[Instruction]: Pull out every line in the data below that has the word "surface" in it, and copy each of those lines. Capital and small letters count.

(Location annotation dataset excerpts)
——————————
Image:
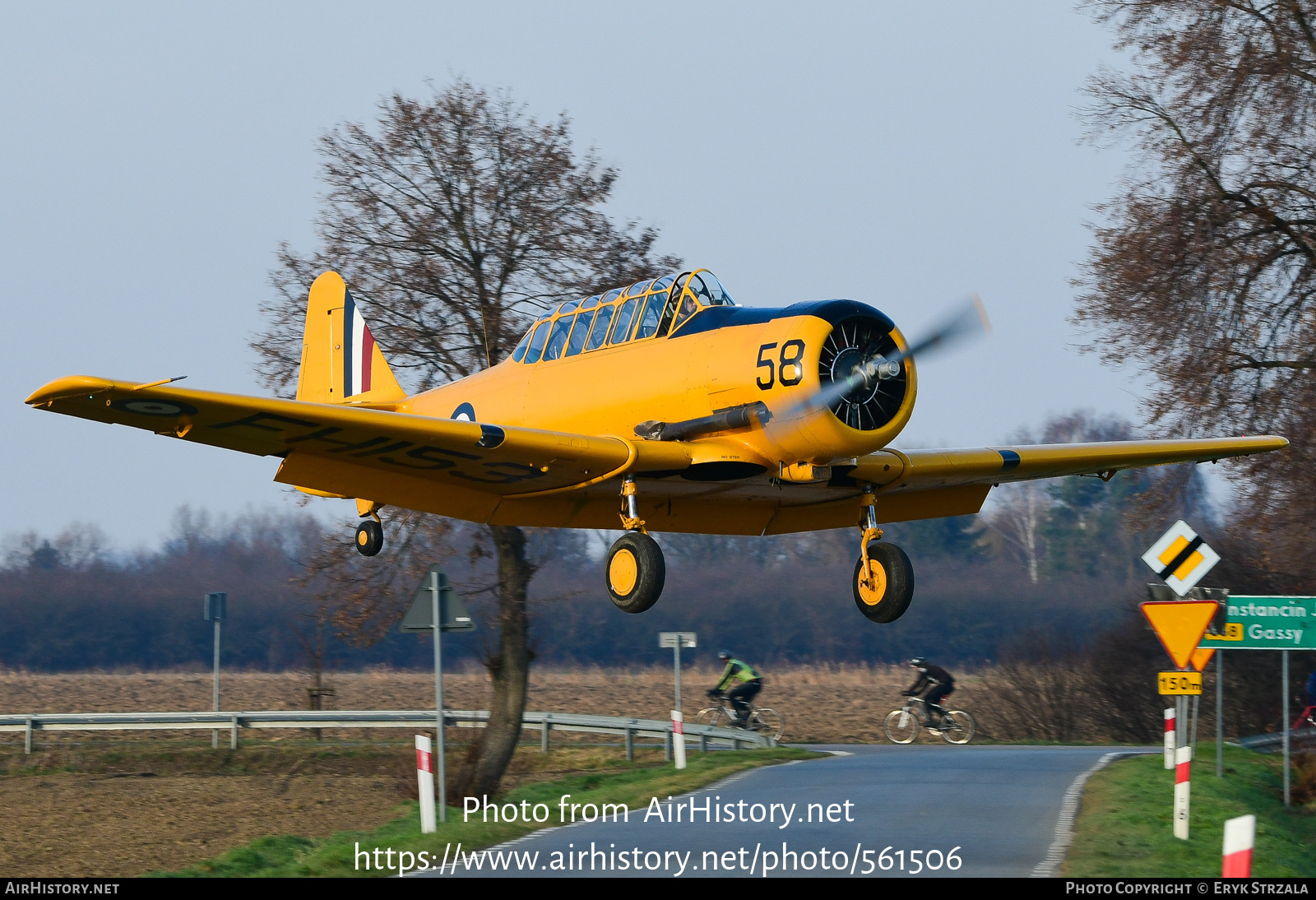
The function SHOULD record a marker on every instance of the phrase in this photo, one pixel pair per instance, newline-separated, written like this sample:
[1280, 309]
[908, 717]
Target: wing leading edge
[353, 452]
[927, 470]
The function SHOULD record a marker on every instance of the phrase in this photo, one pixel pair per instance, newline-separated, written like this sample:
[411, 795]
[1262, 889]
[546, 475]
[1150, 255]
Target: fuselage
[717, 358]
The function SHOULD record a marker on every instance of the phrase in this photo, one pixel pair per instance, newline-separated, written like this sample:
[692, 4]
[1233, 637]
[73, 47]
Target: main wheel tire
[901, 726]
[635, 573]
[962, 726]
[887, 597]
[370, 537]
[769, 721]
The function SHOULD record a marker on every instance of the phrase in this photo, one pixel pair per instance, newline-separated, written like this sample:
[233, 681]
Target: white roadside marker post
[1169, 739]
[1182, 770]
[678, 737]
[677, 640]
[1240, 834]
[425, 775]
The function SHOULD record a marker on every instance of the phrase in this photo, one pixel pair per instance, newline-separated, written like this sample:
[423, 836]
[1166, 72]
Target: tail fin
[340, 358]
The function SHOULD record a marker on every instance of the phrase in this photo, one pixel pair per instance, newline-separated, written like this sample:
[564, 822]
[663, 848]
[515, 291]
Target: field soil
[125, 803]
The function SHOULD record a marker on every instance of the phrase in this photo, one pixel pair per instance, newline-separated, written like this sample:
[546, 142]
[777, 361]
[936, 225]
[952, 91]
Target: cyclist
——————————
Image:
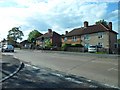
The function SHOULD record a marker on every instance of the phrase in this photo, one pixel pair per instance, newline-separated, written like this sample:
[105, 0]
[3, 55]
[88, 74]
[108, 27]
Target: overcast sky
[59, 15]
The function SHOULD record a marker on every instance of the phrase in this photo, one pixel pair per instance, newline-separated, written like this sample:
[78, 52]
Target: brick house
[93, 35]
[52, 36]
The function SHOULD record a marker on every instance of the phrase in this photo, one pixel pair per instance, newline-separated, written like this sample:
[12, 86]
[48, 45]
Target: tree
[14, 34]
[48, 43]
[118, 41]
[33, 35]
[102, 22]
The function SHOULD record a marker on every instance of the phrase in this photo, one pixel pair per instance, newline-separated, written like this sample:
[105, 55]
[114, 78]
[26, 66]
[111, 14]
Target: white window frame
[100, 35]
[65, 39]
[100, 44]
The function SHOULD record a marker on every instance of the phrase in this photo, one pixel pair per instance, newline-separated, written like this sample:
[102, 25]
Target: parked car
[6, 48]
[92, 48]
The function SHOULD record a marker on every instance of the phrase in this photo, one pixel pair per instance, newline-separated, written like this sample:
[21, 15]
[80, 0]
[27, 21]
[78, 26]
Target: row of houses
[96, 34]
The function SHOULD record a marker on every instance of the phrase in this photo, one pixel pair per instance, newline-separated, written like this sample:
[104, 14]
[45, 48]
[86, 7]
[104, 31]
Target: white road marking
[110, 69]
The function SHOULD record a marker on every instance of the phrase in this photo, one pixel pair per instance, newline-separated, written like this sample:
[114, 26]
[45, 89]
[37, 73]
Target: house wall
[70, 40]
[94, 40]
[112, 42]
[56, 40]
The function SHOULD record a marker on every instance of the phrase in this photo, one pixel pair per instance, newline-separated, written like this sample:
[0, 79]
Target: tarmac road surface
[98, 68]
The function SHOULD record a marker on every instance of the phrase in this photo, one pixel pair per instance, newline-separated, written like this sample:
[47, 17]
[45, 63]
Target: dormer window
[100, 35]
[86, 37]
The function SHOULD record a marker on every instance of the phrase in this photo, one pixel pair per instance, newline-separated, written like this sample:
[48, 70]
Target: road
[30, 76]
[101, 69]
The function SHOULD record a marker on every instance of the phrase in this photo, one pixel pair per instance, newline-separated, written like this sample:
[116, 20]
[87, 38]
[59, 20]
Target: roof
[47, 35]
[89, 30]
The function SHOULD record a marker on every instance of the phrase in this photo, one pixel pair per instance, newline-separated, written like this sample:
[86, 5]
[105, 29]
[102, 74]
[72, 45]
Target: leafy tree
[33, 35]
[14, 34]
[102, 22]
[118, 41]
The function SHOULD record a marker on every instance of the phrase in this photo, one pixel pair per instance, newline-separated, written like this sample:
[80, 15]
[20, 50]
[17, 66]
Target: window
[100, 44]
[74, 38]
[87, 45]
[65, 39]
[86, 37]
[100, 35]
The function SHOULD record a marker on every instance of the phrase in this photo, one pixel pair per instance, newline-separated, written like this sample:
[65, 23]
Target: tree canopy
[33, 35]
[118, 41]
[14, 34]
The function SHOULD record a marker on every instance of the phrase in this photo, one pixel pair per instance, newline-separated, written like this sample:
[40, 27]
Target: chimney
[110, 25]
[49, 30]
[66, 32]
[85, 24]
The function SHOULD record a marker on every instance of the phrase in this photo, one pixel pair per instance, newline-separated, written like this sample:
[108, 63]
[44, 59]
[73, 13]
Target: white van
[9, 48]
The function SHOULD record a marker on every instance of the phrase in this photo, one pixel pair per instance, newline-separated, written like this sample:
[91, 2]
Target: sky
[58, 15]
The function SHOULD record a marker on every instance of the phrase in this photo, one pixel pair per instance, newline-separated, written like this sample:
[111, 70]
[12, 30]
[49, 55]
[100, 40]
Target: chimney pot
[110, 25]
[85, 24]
——————————
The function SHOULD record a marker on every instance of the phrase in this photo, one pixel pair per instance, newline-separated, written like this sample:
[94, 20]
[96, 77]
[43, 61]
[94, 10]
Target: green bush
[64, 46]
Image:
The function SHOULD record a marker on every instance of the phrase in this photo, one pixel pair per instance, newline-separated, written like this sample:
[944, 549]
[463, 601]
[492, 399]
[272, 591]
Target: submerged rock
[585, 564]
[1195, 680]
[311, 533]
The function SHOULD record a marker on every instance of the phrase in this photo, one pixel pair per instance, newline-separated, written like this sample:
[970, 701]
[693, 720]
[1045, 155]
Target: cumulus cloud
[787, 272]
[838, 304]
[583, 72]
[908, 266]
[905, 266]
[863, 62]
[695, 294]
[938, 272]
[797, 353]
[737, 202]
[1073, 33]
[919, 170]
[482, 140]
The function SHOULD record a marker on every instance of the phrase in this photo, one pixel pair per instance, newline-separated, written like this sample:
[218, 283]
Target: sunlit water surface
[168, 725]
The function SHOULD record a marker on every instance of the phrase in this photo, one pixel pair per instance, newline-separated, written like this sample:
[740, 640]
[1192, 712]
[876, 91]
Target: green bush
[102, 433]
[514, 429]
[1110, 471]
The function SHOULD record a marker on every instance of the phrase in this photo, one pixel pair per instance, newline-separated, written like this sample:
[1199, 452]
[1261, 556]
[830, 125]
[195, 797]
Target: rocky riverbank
——————————
[Solution]:
Target: tarmac road surface
Target: sunlit water surface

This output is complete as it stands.